------ Dataset
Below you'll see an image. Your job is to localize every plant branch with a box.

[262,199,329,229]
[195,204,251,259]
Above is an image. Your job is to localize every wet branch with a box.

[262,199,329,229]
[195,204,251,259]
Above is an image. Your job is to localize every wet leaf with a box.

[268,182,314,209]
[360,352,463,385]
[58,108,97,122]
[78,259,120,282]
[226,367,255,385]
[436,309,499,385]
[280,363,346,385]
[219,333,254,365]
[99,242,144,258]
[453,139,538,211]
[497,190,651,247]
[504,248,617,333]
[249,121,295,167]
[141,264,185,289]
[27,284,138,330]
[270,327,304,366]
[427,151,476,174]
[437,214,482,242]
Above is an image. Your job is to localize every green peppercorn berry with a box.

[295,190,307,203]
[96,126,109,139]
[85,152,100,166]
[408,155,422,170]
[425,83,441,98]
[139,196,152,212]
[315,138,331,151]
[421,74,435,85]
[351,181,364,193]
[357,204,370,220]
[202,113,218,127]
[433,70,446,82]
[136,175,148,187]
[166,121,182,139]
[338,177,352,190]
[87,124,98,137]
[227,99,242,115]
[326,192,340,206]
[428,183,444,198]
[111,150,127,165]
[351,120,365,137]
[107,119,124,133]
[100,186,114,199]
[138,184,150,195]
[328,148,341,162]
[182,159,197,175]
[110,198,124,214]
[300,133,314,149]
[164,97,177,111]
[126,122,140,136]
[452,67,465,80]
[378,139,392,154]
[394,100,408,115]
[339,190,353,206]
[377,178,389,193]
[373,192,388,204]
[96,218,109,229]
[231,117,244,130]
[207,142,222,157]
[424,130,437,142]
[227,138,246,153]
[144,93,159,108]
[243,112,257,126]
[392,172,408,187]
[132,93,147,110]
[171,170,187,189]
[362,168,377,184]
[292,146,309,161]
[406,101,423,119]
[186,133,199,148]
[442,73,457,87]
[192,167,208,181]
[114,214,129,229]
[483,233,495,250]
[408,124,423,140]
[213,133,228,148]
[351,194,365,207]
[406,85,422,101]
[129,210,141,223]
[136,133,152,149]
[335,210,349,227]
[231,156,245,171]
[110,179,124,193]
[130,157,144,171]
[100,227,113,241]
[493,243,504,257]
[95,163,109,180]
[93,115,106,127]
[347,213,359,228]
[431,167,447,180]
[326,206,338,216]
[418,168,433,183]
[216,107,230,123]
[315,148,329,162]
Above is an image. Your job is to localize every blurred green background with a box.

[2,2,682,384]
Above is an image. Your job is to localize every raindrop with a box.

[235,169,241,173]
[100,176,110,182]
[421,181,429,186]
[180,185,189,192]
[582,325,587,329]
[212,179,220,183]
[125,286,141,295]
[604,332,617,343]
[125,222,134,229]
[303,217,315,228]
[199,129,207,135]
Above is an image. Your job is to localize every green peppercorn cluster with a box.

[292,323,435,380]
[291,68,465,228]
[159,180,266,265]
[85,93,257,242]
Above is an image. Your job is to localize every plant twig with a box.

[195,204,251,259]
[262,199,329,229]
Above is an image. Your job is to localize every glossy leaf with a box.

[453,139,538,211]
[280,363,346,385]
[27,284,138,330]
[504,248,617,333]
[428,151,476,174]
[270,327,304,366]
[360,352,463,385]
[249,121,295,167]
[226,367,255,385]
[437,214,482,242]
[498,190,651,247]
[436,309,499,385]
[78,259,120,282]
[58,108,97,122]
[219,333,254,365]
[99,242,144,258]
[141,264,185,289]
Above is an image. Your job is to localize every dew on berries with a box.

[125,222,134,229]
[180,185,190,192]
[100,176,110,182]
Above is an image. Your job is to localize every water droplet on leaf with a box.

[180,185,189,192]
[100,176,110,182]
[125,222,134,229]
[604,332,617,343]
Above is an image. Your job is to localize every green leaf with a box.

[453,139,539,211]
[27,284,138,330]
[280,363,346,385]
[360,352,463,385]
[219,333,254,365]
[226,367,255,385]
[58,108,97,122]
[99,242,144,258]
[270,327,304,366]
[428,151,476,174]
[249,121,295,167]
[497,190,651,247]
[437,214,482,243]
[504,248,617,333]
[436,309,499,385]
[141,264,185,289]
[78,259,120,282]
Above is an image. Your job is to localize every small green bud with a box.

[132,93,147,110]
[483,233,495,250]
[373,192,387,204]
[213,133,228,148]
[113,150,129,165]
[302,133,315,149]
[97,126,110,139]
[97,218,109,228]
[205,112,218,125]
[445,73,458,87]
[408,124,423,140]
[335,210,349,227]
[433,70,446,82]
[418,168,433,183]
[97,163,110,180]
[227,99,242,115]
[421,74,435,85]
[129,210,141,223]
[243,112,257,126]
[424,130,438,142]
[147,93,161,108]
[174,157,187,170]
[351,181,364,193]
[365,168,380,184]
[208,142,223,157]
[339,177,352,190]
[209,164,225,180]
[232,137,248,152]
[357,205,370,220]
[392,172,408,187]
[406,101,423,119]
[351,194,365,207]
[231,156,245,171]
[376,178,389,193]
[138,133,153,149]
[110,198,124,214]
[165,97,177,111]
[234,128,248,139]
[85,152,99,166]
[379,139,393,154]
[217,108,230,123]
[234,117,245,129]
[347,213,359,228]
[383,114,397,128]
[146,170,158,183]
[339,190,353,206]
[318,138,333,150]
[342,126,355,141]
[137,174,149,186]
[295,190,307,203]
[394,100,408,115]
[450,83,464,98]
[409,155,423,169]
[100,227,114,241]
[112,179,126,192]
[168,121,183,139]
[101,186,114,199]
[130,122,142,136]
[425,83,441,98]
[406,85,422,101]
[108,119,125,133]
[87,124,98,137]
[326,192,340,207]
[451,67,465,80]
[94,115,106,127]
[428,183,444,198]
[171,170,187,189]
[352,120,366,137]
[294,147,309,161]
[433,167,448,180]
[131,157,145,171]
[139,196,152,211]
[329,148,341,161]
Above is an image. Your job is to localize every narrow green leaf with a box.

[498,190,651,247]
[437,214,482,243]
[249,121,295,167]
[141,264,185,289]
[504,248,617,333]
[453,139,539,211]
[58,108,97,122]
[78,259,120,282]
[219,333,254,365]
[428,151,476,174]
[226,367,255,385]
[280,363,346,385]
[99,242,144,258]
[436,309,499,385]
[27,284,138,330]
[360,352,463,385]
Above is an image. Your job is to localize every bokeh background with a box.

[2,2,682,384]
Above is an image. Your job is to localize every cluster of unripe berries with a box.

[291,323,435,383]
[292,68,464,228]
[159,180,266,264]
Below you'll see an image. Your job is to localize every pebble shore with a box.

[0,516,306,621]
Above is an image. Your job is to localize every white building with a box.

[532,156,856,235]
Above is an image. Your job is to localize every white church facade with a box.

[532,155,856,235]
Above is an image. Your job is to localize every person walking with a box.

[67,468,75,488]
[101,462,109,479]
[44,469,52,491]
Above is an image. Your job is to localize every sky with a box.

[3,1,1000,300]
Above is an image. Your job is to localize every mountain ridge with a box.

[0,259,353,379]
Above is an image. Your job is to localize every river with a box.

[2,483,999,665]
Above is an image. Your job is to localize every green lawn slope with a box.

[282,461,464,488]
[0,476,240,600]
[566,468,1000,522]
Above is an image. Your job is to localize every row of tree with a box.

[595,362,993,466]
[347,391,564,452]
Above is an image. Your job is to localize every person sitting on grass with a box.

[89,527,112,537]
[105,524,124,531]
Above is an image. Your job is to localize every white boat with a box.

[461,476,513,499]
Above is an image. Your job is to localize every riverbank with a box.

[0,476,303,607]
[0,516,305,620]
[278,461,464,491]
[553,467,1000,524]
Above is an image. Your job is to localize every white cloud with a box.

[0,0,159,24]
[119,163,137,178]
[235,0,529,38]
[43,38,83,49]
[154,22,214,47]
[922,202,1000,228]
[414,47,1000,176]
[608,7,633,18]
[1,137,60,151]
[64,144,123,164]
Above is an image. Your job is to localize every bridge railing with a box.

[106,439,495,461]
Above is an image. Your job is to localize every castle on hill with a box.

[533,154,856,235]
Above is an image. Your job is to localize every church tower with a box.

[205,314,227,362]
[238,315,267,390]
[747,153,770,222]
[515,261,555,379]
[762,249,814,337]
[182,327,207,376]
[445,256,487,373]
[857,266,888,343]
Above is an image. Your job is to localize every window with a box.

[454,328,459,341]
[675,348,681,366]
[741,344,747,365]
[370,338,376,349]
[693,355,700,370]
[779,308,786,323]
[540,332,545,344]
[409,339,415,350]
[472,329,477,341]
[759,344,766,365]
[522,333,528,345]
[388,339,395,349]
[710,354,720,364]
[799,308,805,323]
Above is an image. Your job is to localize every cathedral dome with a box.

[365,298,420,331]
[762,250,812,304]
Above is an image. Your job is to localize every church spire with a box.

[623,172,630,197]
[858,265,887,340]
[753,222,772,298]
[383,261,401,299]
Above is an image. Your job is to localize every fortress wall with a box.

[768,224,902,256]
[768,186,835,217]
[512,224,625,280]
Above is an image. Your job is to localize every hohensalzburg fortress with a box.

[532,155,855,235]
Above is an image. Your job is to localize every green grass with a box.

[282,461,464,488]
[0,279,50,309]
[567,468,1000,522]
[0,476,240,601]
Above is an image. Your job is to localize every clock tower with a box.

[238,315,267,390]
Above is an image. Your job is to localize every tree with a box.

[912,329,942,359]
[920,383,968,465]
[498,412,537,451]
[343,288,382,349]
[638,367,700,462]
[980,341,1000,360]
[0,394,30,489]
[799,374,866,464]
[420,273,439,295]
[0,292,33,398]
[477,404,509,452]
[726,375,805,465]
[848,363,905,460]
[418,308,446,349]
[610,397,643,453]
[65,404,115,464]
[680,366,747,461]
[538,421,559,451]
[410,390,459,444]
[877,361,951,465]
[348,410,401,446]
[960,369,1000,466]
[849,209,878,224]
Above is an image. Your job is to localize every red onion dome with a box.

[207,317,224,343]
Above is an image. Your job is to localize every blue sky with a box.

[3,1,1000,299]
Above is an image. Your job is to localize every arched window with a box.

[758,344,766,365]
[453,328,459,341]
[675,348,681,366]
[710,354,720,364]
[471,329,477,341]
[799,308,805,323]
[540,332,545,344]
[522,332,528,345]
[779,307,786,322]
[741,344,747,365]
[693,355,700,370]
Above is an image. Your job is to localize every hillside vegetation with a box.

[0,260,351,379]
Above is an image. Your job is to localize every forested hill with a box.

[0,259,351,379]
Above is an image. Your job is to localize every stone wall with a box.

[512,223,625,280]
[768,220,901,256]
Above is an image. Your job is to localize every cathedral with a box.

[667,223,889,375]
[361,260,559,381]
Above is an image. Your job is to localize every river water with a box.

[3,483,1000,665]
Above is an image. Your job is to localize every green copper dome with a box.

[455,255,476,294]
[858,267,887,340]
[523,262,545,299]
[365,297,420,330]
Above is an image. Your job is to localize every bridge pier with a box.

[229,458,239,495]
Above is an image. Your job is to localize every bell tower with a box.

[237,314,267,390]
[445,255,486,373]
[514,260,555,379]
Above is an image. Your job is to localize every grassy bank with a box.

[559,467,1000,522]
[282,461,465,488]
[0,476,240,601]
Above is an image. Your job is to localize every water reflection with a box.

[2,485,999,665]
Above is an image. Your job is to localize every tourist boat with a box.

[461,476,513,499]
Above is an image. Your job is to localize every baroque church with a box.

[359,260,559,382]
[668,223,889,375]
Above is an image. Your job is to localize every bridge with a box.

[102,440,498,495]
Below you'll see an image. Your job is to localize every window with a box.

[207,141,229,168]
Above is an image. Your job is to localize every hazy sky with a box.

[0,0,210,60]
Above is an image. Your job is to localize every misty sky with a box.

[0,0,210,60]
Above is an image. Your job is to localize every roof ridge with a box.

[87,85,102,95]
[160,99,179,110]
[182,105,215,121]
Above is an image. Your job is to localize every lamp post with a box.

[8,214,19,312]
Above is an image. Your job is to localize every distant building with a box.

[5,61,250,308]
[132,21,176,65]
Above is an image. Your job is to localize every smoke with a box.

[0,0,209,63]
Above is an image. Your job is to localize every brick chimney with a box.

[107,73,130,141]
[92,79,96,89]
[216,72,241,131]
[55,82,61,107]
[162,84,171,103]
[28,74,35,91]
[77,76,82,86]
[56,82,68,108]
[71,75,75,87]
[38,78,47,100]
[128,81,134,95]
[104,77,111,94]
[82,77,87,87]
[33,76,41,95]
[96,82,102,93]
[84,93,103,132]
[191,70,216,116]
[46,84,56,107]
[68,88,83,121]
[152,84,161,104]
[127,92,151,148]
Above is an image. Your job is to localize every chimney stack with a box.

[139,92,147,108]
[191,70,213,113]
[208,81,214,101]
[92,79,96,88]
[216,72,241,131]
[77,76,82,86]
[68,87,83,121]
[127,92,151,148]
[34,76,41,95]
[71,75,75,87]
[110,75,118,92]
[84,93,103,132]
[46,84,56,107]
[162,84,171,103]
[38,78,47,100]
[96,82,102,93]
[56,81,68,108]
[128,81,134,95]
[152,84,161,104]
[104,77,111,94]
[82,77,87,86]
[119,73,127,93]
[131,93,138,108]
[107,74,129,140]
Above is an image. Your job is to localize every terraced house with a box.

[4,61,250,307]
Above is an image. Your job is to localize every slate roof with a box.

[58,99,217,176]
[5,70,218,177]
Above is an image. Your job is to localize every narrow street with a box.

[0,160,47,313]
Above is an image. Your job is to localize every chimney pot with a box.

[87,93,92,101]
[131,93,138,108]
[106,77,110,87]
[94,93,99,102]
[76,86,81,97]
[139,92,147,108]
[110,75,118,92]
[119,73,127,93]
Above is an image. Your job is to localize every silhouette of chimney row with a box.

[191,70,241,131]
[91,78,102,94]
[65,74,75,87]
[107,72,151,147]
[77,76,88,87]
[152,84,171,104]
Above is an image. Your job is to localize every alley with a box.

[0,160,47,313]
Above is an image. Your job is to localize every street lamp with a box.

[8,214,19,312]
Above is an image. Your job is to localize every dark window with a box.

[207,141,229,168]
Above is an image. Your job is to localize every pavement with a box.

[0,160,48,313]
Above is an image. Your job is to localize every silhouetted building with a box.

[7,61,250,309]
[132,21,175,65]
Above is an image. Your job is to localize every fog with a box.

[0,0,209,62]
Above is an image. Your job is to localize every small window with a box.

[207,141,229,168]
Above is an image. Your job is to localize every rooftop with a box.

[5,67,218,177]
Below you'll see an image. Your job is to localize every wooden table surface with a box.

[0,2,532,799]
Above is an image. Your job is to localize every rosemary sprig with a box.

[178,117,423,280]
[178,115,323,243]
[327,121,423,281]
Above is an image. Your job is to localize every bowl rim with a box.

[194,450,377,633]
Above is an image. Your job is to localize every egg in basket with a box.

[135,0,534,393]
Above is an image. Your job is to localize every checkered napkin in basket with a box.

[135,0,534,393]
------------
**Work item**
Once the line with "Above is an image. Your job is to localize every silhouetted" is located in the data above, repeat it and every later line through the end, exactly.

**Your solution**
Above is an image. Your job is to localize every silhouetted building with a box.

[7,61,250,309]
[132,21,175,65]
Above is an image. Your job is to localize every fog with a box.

[0,0,209,62]
Above is an image. Your job is to localize every small window with a box.

[207,141,229,168]
Above is an image. Your job is to localize every rooftop with a box.

[5,67,218,177]
Below you'll see an image. Your job is to localize every wooden table surface with a box.

[0,2,532,799]
Above is an image. Your job is to localize every rosemary sprig with a box.

[178,117,423,280]
[178,115,323,243]
[327,121,423,281]
Above is an image. Your job is to localize every bowl rim with a box.

[194,450,377,633]
Above is an image. Your job is to localize every egg in basket with a box.

[135,0,534,393]
Above is an image. Your job is to localize every checkered napkin in basket with a box.

[135,0,534,393]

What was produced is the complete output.